[Location identification items]
====================

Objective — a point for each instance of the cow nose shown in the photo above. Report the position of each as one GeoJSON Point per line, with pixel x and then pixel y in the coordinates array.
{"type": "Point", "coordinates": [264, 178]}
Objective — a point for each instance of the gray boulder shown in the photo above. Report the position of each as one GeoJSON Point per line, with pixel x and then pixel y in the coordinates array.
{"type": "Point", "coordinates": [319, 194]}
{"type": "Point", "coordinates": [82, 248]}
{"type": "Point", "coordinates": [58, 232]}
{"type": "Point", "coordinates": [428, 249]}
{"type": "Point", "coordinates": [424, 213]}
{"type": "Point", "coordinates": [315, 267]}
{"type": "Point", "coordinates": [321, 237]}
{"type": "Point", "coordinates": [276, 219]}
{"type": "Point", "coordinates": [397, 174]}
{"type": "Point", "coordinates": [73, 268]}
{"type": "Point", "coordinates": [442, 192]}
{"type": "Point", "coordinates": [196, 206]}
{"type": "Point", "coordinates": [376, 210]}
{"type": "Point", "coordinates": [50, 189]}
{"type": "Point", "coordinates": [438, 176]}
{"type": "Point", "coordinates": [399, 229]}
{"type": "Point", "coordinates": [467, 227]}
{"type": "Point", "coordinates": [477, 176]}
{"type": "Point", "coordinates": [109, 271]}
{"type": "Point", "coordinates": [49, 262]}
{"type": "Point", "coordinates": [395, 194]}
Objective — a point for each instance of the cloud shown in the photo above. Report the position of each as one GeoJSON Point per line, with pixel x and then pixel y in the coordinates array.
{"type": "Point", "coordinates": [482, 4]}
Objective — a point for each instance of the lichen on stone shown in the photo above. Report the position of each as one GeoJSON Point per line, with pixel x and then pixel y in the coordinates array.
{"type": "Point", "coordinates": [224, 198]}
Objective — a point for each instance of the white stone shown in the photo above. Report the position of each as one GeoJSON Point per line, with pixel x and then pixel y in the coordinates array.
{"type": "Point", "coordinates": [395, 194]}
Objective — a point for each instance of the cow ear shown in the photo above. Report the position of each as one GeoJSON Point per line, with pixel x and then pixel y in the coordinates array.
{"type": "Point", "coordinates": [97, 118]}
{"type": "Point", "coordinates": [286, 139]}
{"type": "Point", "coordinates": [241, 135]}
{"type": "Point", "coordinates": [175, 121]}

====================

TASK INSTRUCTIONS
Rewrite every line above from the line containing "Objective — a point for each instance of the cow ear" through the final line, both included, and add 92 to each coordinate value in the answers while leaving all other text unchanged.

ANSWER BELOW
Objective — a point for each instance of the cow ear shown in the photo above. Report the position of each as one GeoJSON Point per line, with pixel x and then pixel y in the coordinates array.
{"type": "Point", "coordinates": [189, 210]}
{"type": "Point", "coordinates": [378, 231]}
{"type": "Point", "coordinates": [333, 227]}
{"type": "Point", "coordinates": [267, 213]}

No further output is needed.